*** Opening RECORDS SHOWN ***

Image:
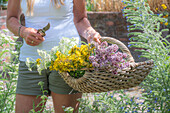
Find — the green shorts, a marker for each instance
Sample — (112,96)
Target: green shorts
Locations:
(27,83)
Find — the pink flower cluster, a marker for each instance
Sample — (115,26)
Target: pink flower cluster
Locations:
(107,58)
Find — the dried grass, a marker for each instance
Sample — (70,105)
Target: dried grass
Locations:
(117,5)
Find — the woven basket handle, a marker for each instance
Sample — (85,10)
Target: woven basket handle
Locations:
(120,45)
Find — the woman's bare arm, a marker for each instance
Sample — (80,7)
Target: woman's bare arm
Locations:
(30,35)
(13,13)
(82,23)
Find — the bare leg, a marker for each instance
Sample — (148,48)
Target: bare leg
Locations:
(24,103)
(60,100)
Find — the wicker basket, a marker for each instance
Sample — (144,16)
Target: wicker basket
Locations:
(93,81)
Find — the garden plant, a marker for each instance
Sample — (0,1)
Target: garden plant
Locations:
(145,32)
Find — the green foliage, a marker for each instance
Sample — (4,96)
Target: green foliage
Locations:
(9,72)
(153,45)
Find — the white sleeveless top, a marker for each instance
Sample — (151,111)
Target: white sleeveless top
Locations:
(61,25)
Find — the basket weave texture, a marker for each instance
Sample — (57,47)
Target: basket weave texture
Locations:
(102,81)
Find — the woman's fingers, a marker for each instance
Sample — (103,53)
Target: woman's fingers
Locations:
(36,35)
(31,37)
(30,40)
(97,37)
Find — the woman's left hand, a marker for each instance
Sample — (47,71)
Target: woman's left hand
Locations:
(92,35)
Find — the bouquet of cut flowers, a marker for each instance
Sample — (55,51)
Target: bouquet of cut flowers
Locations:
(69,57)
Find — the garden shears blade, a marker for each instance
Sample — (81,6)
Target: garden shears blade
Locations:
(44,29)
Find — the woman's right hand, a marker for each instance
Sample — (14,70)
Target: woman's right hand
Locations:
(31,36)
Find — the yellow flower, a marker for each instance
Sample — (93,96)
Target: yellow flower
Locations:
(164,6)
(166,23)
(38,61)
(166,16)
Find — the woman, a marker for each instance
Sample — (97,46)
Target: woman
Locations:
(67,18)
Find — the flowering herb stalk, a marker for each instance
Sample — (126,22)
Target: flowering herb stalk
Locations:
(107,58)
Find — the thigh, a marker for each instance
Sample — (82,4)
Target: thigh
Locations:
(25,103)
(27,83)
(58,85)
(67,100)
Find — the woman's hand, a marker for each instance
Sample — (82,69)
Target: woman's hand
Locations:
(92,35)
(31,36)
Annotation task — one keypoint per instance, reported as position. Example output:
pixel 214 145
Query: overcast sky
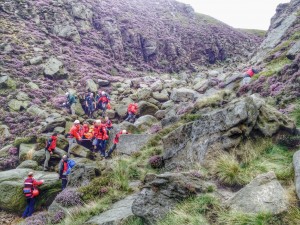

*** Closing RECORDS SHOWN ***

» **WORK TASK**: Exactly as written, give every entry again, but not the pictures.

» **TASK ANSWER**:
Image:
Find — the green shorts, a marker for each instance
Sample — (112,96)
Target: green shorts
Locations:
(27,83)
Find — the pink flower cluster, a marker for each instance
Sample — (115,26)
Target: pink flower cluster
Locations:
(107,58)
Find — the dried grass, a marker for each instance
Sample — (70,105)
Target: dried grass
Locations:
(117,5)
Find — the woven basket handle, a marker for each instance
Sample — (85,10)
Target: woven basket handle
Locations:
(120,45)
Find — the woman's bare arm, a marker for each instance
Sample — (80,7)
Target: woman's bare arm
Locations:
(30,35)
(13,13)
(82,23)
Find — the bare leg, a marker for each instance
Sample — (148,48)
Target: bare leg
Locations:
(24,103)
(60,100)
Find — the wicker basket, a marker for each instance
Sample — (144,16)
Target: wicker basket
Locations:
(93,81)
Find — the garden plant, a marker for each instance
Sample — (0,1)
Target: garden plant
Locations:
(145,32)
Find — the green foliage, a marker for each instance
Sample — (4,96)
Target: green foliage
Locations:
(9,72)
(153,45)
Find — the white sleeveless top, a marker for each instance
Sample — (151,111)
Target: white sleeveless top
Locations:
(61,25)
Find — the basket weave texture, a marker for each instance
Sample — (57,47)
Target: basket weave texture
Locations:
(102,81)
Find — the woman's fingers, a marker for each instance
Sample — (103,53)
Target: woman's fingers
Locations:
(36,35)
(31,37)
(30,40)
(97,37)
Find — the woman's left hand, a marker for each instance
Sample — (47,71)
Target: woman's left hand
Locations:
(92,35)
Find — the bouquet of cut flowers, a marker for each instance
Sample — (55,51)
Target: bouquet of cut flowers
Locations:
(69,57)
Find — the garden shears blade, a marker for each instance
Sample — (81,6)
Target: garden shears blade
Locations:
(44,29)
Find — the woman's right hand, a marker for each instance
Sample — (14,70)
Target: woman's right hand
Locations:
(31,36)
Find — the yellow flower, a marker for each instance
Sample — (93,96)
Target: yellow flower
Locations:
(164,6)
(166,23)
(38,61)
(166,16)
Find — the woman, a marker for each instance
Sample — (97,46)
Target: woman
Locations:
(67,18)
Find — the flowering herb stalk, a marker for each instance
Sample — (126,22)
Target: flowering herb stalk
Locations:
(107,58)
Find — the thigh, a marker for each instance
Sample — (82,4)
Target: thigh
Locations:
(25,103)
(27,83)
(58,85)
(67,100)
Find — the woman's hand, a marker for each instance
Sample — (82,69)
Target: woman's hand
Locations:
(92,35)
(31,36)
Annotation task — one keypoint per instance, reported as position. Example output:
pixel 214 145
Query: overcast sky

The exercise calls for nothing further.